To be done —
List everything in the material from the line containing "segment distant hill, each instance" down to the line containing "[[[113,31],[256,38],[256,0],[0,0],[0,37],[108,40]]]", both included, as a numbered list with blank lines left out.

Task material —

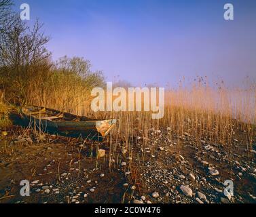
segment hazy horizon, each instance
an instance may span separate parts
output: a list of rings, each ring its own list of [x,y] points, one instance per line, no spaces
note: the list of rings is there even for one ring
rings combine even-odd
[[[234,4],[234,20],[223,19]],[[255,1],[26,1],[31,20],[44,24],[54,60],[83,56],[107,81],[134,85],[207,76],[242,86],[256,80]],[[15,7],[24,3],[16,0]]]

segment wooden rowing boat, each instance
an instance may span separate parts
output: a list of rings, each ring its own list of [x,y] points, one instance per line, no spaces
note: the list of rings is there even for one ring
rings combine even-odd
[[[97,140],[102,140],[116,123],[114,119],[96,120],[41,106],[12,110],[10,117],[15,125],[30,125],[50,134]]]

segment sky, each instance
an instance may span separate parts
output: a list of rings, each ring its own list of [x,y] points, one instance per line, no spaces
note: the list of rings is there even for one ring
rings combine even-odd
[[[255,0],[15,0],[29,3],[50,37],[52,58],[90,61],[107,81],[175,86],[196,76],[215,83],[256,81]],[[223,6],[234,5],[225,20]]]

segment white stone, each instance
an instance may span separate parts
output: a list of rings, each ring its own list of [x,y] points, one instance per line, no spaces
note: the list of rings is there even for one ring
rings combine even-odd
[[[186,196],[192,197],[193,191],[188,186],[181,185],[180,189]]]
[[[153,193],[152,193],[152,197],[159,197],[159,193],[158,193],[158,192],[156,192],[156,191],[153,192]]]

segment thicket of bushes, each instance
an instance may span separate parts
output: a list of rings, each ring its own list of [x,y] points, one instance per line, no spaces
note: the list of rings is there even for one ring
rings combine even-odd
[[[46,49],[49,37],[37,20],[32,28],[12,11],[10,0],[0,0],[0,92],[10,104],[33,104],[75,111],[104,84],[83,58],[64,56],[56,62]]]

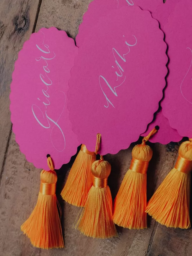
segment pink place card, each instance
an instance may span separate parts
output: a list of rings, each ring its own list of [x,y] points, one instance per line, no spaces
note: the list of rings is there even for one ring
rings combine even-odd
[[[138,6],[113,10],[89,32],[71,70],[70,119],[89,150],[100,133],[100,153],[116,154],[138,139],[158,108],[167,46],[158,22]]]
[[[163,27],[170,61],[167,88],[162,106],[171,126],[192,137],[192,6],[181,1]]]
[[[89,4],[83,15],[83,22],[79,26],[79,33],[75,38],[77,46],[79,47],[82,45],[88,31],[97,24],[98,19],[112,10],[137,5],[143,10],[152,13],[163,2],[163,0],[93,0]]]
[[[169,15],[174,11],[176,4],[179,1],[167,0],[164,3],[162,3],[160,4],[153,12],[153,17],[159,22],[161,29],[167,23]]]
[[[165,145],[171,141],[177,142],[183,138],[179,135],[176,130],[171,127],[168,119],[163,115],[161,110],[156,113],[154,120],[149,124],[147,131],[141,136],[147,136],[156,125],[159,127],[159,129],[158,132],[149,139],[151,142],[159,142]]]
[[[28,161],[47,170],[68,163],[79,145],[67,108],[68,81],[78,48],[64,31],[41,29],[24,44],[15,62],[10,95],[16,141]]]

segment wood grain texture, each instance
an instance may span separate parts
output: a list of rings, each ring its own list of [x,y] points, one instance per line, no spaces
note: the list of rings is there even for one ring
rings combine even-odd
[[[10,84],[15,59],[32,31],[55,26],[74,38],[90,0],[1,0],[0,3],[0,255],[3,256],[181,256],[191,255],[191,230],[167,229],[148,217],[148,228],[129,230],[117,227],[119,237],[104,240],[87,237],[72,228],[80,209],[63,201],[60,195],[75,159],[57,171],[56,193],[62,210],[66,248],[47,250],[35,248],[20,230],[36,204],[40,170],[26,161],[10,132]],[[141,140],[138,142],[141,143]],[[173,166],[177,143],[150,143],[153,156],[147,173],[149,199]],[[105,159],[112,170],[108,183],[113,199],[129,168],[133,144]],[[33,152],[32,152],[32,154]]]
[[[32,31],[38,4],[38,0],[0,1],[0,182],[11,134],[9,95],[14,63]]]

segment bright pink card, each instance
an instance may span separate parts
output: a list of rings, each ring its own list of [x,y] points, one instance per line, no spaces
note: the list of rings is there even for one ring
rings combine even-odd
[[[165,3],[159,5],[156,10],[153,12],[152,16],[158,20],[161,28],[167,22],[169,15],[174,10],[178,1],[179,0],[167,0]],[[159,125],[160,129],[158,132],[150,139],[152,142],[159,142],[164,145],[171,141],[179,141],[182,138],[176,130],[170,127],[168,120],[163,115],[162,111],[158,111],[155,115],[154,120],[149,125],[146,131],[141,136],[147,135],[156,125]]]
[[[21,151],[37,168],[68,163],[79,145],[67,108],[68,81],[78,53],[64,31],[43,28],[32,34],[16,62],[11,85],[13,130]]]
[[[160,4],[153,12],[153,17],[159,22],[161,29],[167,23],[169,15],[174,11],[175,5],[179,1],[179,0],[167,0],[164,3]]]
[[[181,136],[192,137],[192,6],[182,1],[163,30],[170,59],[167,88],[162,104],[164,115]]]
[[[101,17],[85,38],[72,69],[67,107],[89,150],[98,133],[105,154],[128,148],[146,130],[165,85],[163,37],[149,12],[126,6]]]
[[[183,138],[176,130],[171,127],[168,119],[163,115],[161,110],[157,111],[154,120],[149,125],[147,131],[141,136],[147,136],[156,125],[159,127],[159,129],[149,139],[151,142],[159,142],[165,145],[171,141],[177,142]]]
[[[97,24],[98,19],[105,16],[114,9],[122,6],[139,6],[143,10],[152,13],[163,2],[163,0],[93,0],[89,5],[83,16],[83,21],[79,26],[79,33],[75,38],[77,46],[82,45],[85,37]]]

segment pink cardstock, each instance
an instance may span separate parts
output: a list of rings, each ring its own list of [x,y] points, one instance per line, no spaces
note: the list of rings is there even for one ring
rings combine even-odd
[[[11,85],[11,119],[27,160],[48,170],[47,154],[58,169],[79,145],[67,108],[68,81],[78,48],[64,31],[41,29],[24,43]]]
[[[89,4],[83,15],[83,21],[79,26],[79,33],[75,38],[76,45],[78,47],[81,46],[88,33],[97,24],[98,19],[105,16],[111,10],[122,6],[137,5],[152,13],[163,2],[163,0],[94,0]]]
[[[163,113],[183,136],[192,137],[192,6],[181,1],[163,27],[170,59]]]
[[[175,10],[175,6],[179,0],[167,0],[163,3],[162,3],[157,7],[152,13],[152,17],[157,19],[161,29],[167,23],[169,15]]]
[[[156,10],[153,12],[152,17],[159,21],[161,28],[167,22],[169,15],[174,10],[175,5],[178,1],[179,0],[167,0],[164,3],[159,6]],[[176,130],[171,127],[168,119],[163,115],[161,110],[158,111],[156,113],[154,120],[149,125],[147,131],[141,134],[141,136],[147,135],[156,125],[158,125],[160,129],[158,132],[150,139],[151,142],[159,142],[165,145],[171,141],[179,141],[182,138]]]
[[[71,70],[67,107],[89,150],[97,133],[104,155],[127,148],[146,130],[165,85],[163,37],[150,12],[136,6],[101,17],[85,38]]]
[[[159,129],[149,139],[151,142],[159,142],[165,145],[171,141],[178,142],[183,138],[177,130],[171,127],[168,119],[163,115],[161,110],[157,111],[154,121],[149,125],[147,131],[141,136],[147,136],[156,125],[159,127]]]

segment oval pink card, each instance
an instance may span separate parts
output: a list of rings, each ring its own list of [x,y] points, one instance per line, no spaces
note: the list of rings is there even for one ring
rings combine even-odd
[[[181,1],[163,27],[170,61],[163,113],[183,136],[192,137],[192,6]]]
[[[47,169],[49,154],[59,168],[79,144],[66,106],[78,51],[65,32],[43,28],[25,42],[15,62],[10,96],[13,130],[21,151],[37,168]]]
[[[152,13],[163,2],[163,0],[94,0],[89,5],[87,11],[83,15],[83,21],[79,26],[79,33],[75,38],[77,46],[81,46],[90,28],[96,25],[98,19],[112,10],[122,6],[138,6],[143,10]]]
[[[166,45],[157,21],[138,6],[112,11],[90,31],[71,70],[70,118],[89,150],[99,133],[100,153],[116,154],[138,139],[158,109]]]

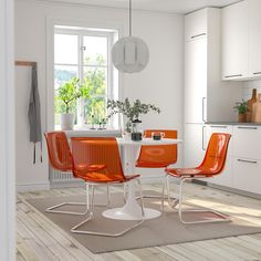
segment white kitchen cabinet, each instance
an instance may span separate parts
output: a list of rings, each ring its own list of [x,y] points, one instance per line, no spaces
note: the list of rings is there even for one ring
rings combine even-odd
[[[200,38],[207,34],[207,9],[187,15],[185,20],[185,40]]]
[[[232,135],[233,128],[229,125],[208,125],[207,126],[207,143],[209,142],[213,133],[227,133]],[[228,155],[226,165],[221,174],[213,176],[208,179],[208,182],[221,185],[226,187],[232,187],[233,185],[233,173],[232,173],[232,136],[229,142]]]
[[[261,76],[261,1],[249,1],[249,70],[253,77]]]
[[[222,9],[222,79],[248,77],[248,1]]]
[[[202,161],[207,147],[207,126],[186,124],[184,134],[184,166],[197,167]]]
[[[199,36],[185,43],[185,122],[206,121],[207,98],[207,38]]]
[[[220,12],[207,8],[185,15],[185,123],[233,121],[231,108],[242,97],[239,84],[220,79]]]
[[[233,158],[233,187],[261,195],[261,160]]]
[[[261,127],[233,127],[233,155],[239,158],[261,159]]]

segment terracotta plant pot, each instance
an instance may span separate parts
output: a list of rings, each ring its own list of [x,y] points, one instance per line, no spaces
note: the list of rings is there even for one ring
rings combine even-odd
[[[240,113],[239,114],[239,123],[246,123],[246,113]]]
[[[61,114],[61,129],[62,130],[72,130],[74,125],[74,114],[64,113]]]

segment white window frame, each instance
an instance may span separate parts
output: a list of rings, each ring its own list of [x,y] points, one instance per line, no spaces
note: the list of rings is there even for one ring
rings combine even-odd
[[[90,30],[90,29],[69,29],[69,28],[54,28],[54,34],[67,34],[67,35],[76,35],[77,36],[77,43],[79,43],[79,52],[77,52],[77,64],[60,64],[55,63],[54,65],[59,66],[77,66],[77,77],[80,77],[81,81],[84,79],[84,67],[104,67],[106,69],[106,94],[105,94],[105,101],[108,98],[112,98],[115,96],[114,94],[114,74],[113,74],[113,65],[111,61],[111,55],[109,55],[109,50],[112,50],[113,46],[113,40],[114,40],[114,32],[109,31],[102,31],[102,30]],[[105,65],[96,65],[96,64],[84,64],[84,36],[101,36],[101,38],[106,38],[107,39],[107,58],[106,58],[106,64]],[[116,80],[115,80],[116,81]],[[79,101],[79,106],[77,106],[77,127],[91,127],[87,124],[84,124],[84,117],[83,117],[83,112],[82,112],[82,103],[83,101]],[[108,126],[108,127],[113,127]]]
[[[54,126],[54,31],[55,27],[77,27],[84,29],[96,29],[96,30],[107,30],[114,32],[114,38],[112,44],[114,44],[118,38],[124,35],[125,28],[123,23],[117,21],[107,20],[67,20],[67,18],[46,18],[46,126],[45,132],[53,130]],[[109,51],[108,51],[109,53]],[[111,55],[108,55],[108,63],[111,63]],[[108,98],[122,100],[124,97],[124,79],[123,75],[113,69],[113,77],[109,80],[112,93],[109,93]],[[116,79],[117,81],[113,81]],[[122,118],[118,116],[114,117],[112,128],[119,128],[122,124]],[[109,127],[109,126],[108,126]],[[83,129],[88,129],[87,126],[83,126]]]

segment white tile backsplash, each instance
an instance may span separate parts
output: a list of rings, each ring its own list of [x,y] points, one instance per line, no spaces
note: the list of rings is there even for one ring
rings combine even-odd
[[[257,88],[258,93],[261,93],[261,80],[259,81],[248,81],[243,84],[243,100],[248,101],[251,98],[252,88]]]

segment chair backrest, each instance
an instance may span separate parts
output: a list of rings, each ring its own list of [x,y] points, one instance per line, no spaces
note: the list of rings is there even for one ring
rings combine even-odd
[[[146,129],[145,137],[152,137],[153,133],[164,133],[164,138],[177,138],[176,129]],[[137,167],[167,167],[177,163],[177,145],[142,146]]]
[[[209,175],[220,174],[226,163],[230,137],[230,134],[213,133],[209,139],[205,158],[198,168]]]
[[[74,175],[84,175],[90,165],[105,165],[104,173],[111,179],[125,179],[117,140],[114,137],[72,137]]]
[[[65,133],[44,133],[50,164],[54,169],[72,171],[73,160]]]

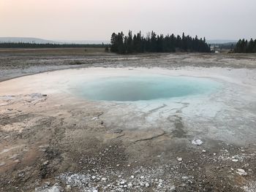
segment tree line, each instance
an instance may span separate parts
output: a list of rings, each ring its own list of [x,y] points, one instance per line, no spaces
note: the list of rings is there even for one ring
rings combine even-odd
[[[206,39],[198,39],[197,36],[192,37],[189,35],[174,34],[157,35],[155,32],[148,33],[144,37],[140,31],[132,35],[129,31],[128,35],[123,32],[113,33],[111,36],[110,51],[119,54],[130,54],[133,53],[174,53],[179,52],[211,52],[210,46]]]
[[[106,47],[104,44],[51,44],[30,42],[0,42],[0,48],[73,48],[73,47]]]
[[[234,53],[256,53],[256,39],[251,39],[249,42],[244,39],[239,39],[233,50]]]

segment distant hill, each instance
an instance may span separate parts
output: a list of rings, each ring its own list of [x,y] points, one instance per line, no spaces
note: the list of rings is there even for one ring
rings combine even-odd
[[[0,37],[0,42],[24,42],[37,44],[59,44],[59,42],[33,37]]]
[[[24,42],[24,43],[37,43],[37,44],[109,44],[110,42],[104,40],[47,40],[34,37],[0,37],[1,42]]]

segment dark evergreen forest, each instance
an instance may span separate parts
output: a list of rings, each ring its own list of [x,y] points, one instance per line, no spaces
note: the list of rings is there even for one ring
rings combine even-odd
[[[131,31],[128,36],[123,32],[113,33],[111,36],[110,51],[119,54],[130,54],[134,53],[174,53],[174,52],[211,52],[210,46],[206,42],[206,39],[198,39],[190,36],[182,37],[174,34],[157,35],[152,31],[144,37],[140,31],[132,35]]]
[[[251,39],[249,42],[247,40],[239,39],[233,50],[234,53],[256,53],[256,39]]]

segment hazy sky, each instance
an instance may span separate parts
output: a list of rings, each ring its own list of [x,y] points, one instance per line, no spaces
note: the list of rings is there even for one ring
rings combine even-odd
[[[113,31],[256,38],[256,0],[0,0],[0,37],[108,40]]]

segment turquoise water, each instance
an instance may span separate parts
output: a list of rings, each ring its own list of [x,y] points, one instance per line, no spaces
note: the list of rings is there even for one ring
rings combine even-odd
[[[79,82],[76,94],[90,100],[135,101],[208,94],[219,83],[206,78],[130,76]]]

Exercise response —
1. segment distant hill, each instance
2. an instance may span separate parts
3. output: a list of rings, each ring its own list of [x,y] points, one instance per line, no spaces
4. note: the list of rings is there even for one ring
5. rings combine even-odd
6. [[[0,37],[0,42],[24,42],[37,44],[59,44],[59,42],[33,37]]]
7. [[[24,42],[24,43],[37,43],[37,44],[109,44],[110,42],[104,40],[47,40],[34,37],[0,37],[1,42]]]
8. segment dark evergreen forest, each instance
9. an instance may span separate parts
10. output: a list of rings, each ring its own list of [x,y] points, one instance per line, no spaces
11. note: the list of rings is there even for one ring
12. rings combine even-odd
13. [[[131,31],[128,36],[123,32],[113,33],[111,36],[110,51],[119,54],[130,54],[134,53],[174,53],[174,52],[211,52],[210,46],[206,42],[206,39],[198,39],[190,36],[182,37],[174,34],[157,35],[152,31],[144,37],[140,31],[132,35]]]
14. [[[251,39],[249,42],[247,40],[239,39],[233,50],[234,53],[256,53],[256,39]]]
15. segment hazy sky, each instance
16. an instance may span separate parts
17. output: a list of rings, each ring its own list of [x,y] points, one instance per line, no spaces
18. note: the list of rings is there even for one ring
19. rings combine even-odd
20. [[[113,31],[256,38],[256,0],[0,0],[0,37],[108,40]]]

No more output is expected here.